# DOCUMENT SECTION:

In such processes, the designer shifts certain variables, rules, or starting states to calibrate the process, but RL can automate this process. It only needs an environment to design something in, and a reward metric based on certain criteria to evaluate the quality of its results.

A case study with RL-sculpting at Onformative

To give an example of applying RL to art/generative design, I’ll cover a personal project I‘ve been doing with colleagues from a Berlin-based digital generative design studio Onformative.

This project was focused on make a sculpting in a 3D environment. Which means, getting from a 3D block to a predefined target shape by removing mass from the initial block in a smart way. The agent needs to decide how to navigate the space, which parts to remove and how. It’s basically a simulation environment with infinite data and a clear reward structure, and therefore an excellent use-case for RL. The way to make the agent learn is rewarding it the right way: give reward when extraneous mass is removed, and penalty when mass that ought to be part of the final sculpture is removed.

One of the sculpting results

By experimenting with the tool the agent gets to remove mass, increasing reward for specific desirable behavior patterns, or changing the degree of freedom it has (e.g. can it rotate a tool) we were able to experiment with different styles of sculpting and get different sculpting aesthetics; For example, sculpting with a sphere shape gives softer results than a cube’s rather edgy, cubist style, which also requires a slightly different strategy.

# SHORT TASK 1:
In the RL sculpting passage, what does sculpting with a sphere shape produce compared with a cube?
# SHORT TASK 2:
From the RL sculpting passage, extract the part that opens with the words containing "In such processes, the" and closes with "of its results.".

# DATASET EXCERPT:

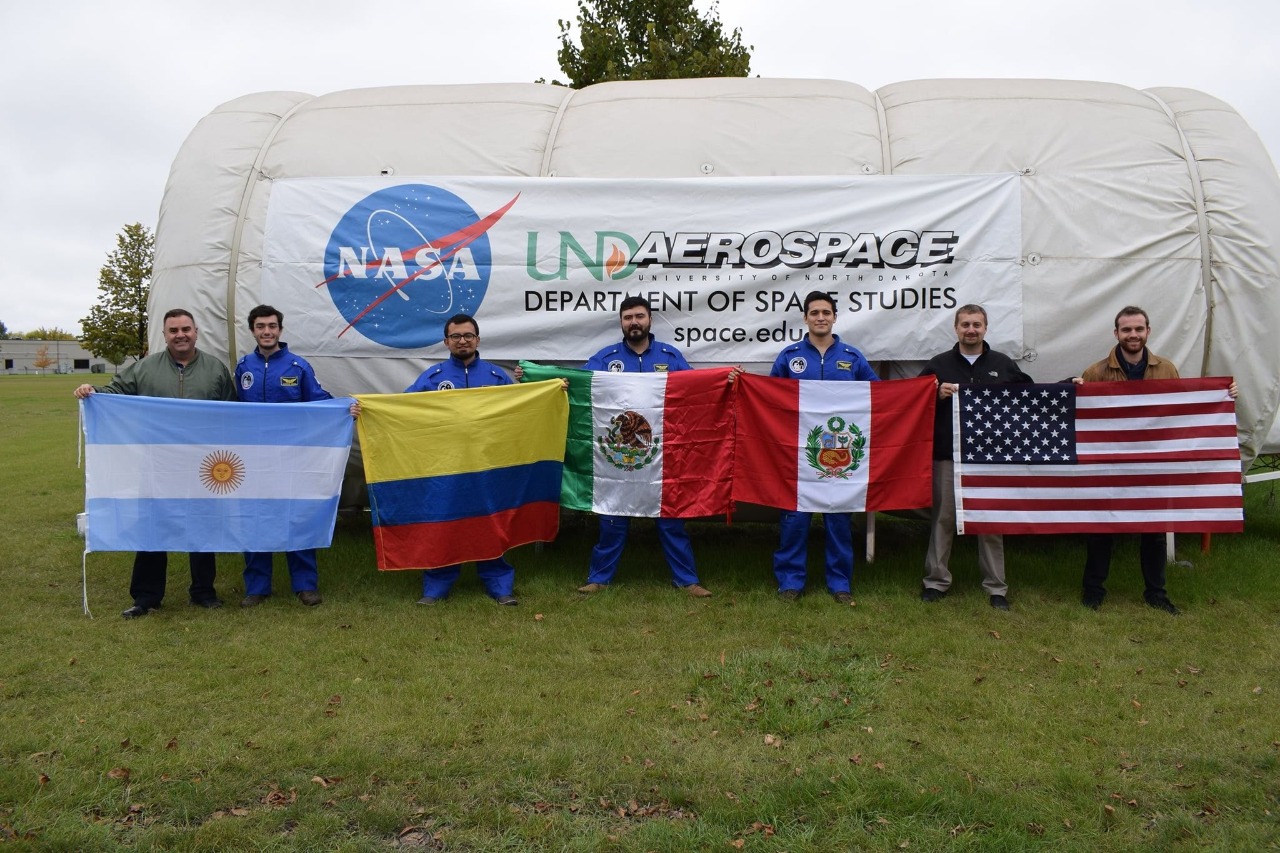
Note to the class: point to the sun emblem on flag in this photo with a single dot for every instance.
(222, 471)
(835, 448)
(629, 443)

# WRITTEN REPLY 1:
Softer results than the cube's rather edgy, cubist style.

# WRITTEN REPLY 2:
In such processes, the designer shifts certain variables, rules, or starting states to calibrate the process, but RL can automate this process. It only needs an environment to design something in, and a reward metric based on certain criteria to evaluate the quality of its results.